* **Problem**: Rewrite the material below as a numbered list with one line per item, and drop any blank lines.

* **Material shown**:
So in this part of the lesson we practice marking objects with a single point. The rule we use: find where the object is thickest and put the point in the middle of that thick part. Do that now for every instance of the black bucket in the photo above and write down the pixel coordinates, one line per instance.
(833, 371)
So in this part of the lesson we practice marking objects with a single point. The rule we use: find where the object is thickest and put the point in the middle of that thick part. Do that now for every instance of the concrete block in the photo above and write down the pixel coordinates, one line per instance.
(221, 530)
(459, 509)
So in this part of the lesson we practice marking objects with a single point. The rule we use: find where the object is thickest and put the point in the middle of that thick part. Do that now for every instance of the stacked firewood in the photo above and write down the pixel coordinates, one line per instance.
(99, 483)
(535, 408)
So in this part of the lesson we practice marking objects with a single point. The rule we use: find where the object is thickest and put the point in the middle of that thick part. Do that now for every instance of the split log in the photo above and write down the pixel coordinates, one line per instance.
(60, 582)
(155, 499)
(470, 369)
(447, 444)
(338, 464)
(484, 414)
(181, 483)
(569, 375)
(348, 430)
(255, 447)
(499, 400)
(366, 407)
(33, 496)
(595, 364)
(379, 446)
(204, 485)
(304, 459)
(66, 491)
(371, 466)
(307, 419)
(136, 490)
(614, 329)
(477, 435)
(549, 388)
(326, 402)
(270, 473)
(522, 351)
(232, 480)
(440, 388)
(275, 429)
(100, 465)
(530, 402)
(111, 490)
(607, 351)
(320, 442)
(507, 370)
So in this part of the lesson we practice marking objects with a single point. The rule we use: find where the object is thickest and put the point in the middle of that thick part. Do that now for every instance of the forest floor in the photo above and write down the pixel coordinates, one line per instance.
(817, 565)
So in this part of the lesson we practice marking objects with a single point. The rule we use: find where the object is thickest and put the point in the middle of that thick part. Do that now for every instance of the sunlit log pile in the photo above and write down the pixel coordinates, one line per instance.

* **Solution below**:
1. So in this part of the lesson we practice marking objects with a single point. The rule we use: find where the object is thickest and put the point in the middle of that thick part. Do that now for every instance of the black bucket in the photo above and write down the pixel coordinates, one line per instance.
2. (833, 371)
3. So in this part of the lesson we practice marking objects with a single point. The rule we use: find where the object is thickest and put the point in the middle of that thick part. Do that now for every instance of the concrete block in the photo above and write down the pixel coordinates, one line per instance.
4. (221, 530)
5. (459, 509)
6. So in this part of the lesson we practice marking objects with a single point. The rule we use: find where the object is thickest and put the point in the middle of that thick part. Do that now for every instance of the stacked firewood in the photo above and write down the pixel coordinates, one line per instance.
7. (99, 483)
8. (535, 408)
9. So in this part of the lesson we practice marking objects with a single point. The rule we use: find where the object is thickest and put the point in the middle of that thick part. Do that now for every instance of the split log in the photo above and write down the pixel coordinates, one line per instance.
10. (60, 582)
11. (155, 499)
12. (470, 369)
13. (447, 444)
14. (338, 464)
15. (484, 414)
16. (181, 483)
17. (569, 375)
18. (348, 430)
19. (255, 447)
20. (499, 400)
21. (366, 407)
22. (33, 496)
23. (595, 364)
24. (379, 446)
25. (204, 485)
26. (304, 459)
27. (66, 491)
28. (371, 466)
29. (307, 419)
30. (136, 490)
31. (614, 329)
32. (477, 435)
33. (549, 388)
34. (326, 402)
35. (270, 473)
36. (522, 351)
37. (232, 480)
38. (440, 388)
39. (275, 429)
40. (100, 465)
41. (530, 402)
42. (111, 490)
43. (607, 351)
44. (320, 442)
45. (507, 370)
46. So in this part of the lesson we practice marking objects with a single point. The rule we use: find where the object is thickest and put the point in the middle of that thick part. Do that now for every instance of the forest floor in the photo above and write down the pixel coordinates, one line per instance.
47. (817, 565)
48. So in this part of the lesson we practice marking objects with a single point. The rule we use: find where the object is thickest and put the point in the middle of that thick part. Do that now for every instance of the sunlit log pile in the photo above and write down the pixel coordinates, one line per instance.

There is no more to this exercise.